EXERCISE AIM:
Pull out each line in the records below that contains the word "bridge". Case matters.

RECORDS start

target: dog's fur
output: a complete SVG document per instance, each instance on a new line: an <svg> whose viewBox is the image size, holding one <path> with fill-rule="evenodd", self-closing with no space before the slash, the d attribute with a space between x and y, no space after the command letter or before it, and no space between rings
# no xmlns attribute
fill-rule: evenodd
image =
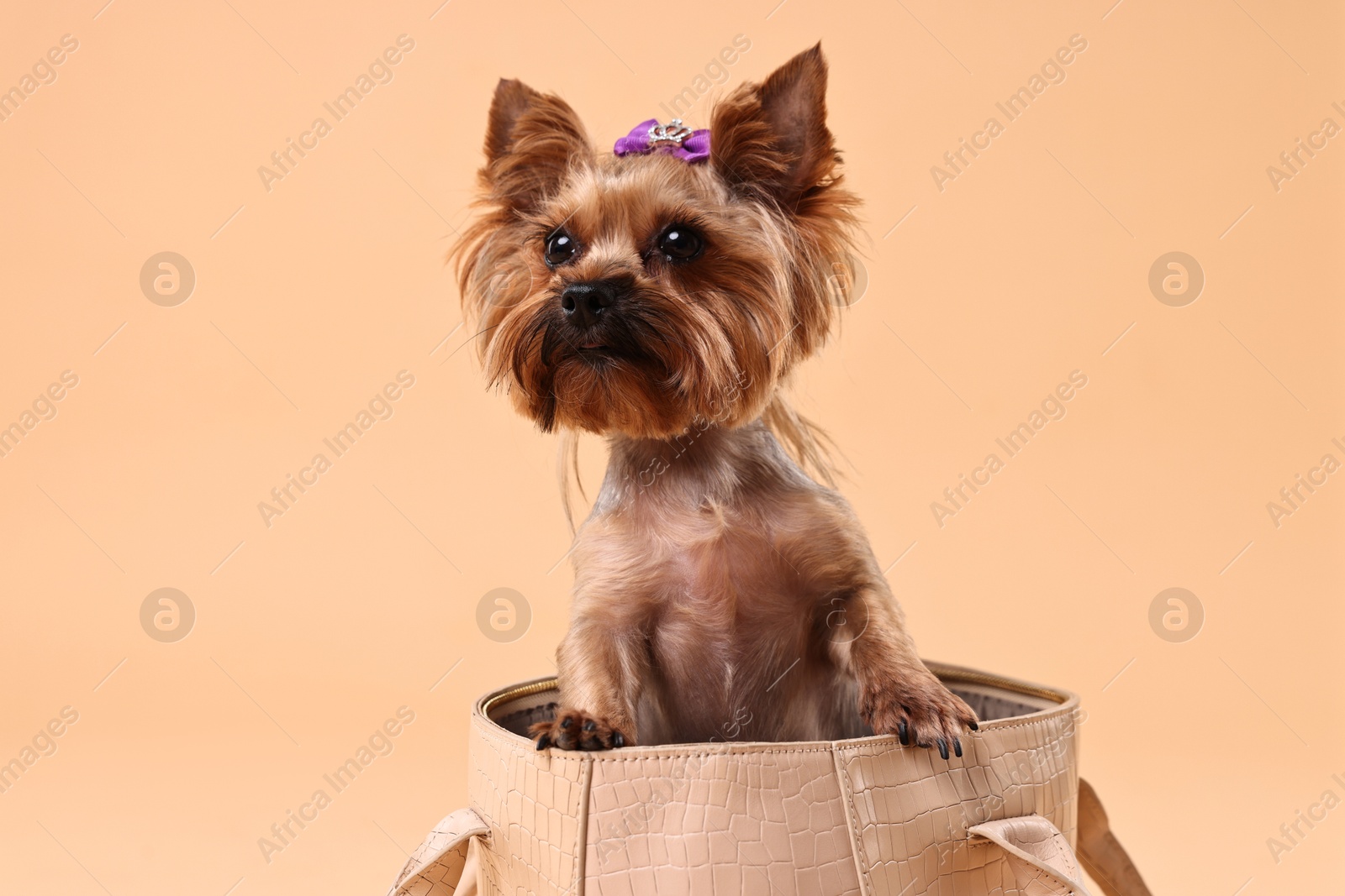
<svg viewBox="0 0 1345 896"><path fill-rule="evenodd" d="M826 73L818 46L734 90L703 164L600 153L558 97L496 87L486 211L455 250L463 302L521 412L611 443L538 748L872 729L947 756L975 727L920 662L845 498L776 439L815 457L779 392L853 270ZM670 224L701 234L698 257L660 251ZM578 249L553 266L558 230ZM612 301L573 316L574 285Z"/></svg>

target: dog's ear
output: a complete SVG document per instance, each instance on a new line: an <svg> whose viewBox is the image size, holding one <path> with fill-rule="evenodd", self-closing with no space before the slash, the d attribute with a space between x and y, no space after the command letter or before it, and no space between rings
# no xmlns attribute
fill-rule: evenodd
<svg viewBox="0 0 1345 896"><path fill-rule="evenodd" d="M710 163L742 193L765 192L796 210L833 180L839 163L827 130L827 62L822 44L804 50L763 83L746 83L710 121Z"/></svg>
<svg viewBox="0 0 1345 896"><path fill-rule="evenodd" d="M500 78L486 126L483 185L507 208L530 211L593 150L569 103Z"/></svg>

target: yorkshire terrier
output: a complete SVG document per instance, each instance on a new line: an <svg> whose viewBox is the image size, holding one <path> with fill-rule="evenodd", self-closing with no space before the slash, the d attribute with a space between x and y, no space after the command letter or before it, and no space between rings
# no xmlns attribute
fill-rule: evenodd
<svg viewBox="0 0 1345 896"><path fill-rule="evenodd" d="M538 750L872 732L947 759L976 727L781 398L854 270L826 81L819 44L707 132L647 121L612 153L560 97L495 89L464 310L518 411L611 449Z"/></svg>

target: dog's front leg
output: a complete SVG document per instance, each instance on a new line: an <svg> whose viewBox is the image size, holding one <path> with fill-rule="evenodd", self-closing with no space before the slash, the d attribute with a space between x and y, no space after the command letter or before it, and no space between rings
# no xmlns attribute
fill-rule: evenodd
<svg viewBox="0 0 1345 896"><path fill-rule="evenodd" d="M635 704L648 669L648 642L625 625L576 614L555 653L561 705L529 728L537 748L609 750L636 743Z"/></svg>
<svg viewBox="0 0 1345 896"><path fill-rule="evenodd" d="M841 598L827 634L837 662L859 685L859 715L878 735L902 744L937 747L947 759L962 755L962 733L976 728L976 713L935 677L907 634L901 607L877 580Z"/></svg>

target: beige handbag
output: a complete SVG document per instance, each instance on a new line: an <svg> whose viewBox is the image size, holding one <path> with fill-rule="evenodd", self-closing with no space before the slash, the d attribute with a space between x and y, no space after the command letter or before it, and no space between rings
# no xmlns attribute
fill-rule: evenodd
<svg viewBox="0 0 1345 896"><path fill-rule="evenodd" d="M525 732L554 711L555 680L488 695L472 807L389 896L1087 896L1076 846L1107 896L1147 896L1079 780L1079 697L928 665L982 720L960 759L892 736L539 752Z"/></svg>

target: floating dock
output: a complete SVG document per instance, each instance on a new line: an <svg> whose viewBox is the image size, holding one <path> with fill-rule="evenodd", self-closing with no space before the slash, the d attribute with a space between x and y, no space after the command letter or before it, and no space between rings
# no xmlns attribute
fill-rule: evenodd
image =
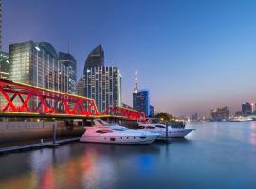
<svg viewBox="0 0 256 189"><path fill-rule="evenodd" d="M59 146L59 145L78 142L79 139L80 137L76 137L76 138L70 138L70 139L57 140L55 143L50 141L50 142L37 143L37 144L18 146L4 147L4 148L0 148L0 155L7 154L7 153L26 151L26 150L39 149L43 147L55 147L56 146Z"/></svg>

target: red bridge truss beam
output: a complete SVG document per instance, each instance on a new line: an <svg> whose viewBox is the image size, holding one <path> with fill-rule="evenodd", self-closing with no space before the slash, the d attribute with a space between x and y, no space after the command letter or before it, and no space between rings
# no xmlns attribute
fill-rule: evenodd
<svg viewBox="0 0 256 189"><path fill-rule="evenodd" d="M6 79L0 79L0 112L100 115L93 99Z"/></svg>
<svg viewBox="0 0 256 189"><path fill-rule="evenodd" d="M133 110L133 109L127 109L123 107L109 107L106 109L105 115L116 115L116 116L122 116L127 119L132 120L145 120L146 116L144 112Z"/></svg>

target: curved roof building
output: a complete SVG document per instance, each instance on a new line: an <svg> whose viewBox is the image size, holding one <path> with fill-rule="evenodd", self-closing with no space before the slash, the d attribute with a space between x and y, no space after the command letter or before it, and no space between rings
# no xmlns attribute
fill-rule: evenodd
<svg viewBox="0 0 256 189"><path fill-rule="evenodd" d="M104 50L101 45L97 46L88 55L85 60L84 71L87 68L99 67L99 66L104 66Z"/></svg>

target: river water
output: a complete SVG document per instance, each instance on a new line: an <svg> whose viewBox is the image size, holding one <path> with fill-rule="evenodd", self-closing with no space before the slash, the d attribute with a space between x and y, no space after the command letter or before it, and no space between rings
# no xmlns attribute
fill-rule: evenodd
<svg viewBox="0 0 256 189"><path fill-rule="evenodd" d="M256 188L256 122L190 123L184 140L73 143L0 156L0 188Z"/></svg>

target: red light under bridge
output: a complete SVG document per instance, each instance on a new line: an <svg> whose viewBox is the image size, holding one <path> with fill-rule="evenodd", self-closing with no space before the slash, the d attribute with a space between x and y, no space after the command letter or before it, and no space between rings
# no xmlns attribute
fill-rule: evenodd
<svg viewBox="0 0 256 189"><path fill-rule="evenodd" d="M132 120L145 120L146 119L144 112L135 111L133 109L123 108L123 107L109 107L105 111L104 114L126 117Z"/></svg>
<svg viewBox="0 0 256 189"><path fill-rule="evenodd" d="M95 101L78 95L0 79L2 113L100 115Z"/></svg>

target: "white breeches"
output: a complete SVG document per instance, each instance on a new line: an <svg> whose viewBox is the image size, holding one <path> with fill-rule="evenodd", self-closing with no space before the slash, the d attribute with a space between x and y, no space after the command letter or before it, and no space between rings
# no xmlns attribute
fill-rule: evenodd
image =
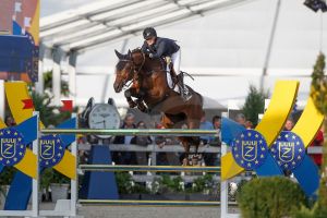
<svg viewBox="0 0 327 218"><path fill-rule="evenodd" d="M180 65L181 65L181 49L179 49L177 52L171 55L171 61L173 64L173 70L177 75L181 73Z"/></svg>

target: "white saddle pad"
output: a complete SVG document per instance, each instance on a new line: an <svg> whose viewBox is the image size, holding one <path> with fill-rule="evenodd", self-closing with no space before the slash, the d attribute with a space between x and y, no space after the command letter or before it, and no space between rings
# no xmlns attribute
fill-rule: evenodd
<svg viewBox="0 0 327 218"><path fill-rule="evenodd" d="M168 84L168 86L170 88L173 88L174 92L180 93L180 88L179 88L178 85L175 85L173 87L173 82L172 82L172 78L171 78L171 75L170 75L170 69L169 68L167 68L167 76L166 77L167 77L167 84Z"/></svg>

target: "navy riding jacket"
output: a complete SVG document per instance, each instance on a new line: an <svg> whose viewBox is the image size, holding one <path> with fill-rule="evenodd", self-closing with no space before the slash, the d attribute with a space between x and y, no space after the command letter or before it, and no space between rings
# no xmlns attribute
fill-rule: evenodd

RECORDS end

THE ANSWER:
target: red bridge truss beam
target: red light under bridge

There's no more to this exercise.